* **ACTIVITY**:
Repeat word for word the part of the article on Somali refugees that begins at the words "Melkadida is the" and stops after "already reached capacity.".

* **READING TEXT**:
***

Somali refugees moved to Ethiopia

afrol News, 17 February - Hundreds of people fleeing an upsurge in fighting and tightened access to humanitarian aid in southern and central Somalia have started being relocated to a camp in neighbouring Ethiopia, the United Nations High Commissioner for Refugees (UNHCR) has said.

The agency is moving the refugees from a transit centre in Dolo Ado in Ethiopia, near its border with Somalia, to a new camp in Melkadida over 60 kilometres away, spokesperson Melissa Fleming told reporters yesterday in Geneva.

The first convoy, comprising 11 buses and two trucks, transported 247 refugees to the new site. They are the first of 7,000 Somalis who have been recognised as refugees by the Ethiopian Government with UNHCR’s support. Under current plans, 500 refugees a week will be moved from Dolo Ado to the new camp, the agency said.

Melkadida is the second camp in southeast Ethiopia and the fifth in the country to host refugees from Somalia. The first site in Bokolmanyo, which opened last April, was built to accommodate 20,000 people and has already reached capacity.

***

* **SUPPLIED DATA**:
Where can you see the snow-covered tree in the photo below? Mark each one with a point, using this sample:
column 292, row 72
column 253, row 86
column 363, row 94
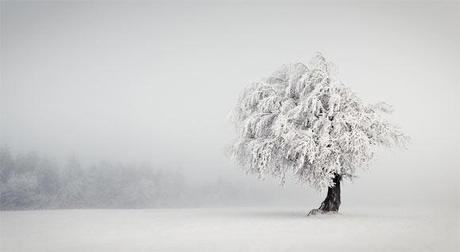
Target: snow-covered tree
column 303, row 120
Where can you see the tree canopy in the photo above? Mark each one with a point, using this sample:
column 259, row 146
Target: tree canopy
column 303, row 119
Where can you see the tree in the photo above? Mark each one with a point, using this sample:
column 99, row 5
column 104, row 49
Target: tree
column 302, row 119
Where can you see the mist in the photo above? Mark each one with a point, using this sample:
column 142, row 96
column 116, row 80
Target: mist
column 154, row 83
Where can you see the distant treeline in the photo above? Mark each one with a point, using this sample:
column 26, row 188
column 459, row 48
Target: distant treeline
column 31, row 181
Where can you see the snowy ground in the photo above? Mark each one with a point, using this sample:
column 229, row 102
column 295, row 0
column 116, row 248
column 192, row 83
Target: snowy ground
column 229, row 229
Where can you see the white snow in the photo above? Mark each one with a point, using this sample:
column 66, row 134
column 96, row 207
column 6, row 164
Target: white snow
column 230, row 229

***

* **ANSWER SPACE**:
Melkadida is the second camp in southeast Ethiopia and the fifth in the country to host refugees from Somalia. The first site in Bokolmanyo, which opened last April, was built to accommodate 20,000 people and has already reached capacity.